Task instructions:
Gather each line of the records that contains the string "railing", and treat uppercase and lowercase letters as different.

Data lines
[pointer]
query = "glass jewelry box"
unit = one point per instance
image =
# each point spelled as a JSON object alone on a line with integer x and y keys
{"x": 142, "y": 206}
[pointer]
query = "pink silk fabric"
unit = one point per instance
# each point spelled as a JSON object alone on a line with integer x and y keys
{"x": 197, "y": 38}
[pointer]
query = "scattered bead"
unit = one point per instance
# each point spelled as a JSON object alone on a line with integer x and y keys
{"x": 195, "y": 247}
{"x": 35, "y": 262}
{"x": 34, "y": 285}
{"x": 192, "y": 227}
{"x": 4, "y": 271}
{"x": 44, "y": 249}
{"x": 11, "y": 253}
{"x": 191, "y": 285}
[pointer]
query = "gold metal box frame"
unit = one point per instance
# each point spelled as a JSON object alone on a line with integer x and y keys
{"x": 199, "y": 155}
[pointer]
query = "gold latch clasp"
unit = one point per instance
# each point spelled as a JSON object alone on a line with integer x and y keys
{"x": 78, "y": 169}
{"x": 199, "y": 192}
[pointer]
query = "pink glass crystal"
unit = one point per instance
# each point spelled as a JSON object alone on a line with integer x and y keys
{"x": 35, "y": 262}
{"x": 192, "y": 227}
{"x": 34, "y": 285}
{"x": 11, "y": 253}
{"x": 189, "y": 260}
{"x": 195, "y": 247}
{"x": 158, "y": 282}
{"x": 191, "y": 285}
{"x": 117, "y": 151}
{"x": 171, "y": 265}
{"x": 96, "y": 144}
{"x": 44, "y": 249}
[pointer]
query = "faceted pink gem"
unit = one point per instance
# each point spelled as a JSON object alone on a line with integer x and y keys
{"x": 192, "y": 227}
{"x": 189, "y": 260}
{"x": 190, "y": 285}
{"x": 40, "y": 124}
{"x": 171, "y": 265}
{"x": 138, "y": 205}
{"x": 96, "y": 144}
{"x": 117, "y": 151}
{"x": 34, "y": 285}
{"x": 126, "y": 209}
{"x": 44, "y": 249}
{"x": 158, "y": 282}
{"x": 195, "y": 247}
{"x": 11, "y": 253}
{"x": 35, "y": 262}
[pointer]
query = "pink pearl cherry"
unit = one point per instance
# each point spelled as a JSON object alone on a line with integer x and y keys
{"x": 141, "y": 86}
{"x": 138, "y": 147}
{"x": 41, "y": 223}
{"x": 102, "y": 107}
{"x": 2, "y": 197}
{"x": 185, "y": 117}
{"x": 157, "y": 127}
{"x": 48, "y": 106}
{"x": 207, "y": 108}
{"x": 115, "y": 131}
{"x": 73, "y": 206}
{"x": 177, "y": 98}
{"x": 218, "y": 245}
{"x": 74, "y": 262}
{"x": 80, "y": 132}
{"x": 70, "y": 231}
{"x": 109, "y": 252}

* * *

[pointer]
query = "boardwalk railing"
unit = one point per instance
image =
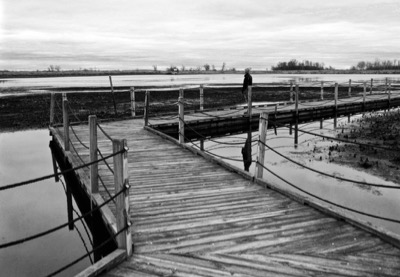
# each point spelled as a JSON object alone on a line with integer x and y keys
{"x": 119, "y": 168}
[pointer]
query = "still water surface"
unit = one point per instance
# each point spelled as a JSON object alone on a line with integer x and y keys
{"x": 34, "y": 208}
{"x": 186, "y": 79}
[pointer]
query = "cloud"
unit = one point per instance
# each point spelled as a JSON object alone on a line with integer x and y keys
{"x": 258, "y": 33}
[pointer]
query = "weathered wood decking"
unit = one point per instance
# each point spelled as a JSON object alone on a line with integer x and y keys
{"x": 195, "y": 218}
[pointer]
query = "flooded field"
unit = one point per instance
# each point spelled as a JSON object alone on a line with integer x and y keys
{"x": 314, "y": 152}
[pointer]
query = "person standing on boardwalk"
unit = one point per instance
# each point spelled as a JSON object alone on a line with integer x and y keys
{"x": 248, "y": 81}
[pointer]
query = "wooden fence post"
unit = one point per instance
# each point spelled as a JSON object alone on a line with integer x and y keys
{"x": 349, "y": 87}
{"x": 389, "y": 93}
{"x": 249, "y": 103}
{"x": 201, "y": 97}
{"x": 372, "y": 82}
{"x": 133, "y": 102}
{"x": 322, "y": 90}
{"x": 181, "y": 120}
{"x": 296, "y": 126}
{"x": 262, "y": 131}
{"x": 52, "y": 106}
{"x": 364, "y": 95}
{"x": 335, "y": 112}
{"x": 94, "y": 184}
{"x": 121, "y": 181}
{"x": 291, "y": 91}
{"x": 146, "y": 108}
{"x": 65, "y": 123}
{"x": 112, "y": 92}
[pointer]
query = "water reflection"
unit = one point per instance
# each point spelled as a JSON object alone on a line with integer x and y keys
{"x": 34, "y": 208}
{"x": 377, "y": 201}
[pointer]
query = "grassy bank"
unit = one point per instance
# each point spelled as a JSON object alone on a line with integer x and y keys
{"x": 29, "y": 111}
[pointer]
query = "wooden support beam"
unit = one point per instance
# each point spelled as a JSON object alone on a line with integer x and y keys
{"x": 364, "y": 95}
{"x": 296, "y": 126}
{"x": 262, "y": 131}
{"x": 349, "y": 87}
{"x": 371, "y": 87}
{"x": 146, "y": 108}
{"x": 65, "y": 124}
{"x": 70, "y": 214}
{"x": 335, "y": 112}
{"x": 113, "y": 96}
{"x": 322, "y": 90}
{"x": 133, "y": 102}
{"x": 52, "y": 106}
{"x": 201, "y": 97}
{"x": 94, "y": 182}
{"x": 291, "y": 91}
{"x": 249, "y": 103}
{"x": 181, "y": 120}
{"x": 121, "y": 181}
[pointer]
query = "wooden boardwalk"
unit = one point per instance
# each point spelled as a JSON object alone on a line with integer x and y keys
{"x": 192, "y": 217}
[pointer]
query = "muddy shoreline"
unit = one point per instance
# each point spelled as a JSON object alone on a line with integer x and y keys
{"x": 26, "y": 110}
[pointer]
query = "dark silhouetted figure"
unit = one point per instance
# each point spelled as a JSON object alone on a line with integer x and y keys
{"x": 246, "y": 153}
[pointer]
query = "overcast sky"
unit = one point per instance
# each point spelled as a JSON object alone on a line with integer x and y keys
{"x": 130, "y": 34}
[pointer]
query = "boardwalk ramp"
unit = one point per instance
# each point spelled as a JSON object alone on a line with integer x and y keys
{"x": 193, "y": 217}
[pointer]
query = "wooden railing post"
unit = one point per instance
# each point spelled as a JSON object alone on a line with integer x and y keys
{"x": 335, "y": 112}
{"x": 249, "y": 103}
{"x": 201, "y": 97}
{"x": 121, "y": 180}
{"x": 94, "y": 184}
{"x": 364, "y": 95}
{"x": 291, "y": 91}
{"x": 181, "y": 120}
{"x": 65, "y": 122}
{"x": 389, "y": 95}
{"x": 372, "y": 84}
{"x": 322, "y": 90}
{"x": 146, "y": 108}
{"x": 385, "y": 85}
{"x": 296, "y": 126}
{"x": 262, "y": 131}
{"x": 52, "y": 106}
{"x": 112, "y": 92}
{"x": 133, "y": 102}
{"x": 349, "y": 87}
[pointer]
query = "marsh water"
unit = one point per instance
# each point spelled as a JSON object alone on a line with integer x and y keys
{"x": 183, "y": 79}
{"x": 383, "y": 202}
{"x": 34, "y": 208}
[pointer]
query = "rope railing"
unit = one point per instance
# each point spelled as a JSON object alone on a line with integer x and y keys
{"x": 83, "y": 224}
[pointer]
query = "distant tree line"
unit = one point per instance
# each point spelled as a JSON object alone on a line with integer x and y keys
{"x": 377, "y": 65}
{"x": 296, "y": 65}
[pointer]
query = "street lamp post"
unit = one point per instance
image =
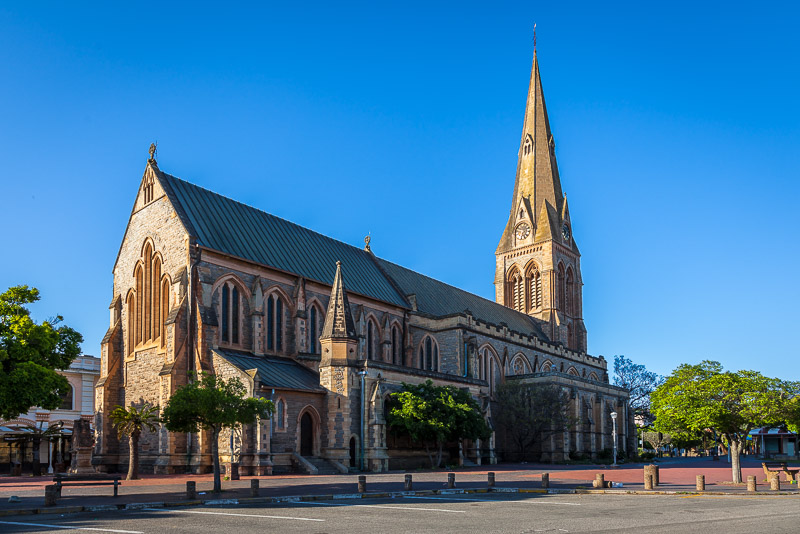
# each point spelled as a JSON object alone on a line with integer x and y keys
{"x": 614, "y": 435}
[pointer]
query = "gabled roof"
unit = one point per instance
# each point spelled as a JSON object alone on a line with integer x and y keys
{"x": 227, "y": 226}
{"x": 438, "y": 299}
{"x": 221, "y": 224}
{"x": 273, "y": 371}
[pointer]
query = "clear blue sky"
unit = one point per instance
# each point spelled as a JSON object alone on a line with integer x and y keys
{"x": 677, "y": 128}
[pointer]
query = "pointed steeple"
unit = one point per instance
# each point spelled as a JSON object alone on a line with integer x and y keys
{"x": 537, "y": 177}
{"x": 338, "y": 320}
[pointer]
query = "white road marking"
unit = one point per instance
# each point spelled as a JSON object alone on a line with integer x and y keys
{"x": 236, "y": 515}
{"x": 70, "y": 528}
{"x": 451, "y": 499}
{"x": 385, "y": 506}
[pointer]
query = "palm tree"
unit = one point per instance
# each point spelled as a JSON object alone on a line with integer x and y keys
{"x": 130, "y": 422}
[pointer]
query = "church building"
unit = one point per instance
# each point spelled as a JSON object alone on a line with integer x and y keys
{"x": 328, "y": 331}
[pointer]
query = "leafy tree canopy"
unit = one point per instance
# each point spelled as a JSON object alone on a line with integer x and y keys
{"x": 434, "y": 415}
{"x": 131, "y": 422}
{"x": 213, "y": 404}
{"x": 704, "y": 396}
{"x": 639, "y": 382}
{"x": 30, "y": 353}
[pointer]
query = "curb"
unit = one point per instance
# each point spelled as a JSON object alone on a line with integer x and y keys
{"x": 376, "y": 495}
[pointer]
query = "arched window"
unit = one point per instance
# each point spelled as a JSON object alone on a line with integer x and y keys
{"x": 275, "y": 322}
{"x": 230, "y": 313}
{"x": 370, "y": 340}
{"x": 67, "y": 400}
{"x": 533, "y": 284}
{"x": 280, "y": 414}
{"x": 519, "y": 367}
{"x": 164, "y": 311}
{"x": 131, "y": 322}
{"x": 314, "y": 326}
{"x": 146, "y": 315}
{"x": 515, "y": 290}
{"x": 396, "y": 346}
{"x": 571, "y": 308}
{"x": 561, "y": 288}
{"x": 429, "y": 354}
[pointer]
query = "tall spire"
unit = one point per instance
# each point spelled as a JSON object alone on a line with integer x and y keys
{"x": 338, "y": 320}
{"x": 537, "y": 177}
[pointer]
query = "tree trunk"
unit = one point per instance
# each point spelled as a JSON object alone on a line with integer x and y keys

In response:
query = "boardwalk railing"
query = "wooden railing post"
query = "rope railing"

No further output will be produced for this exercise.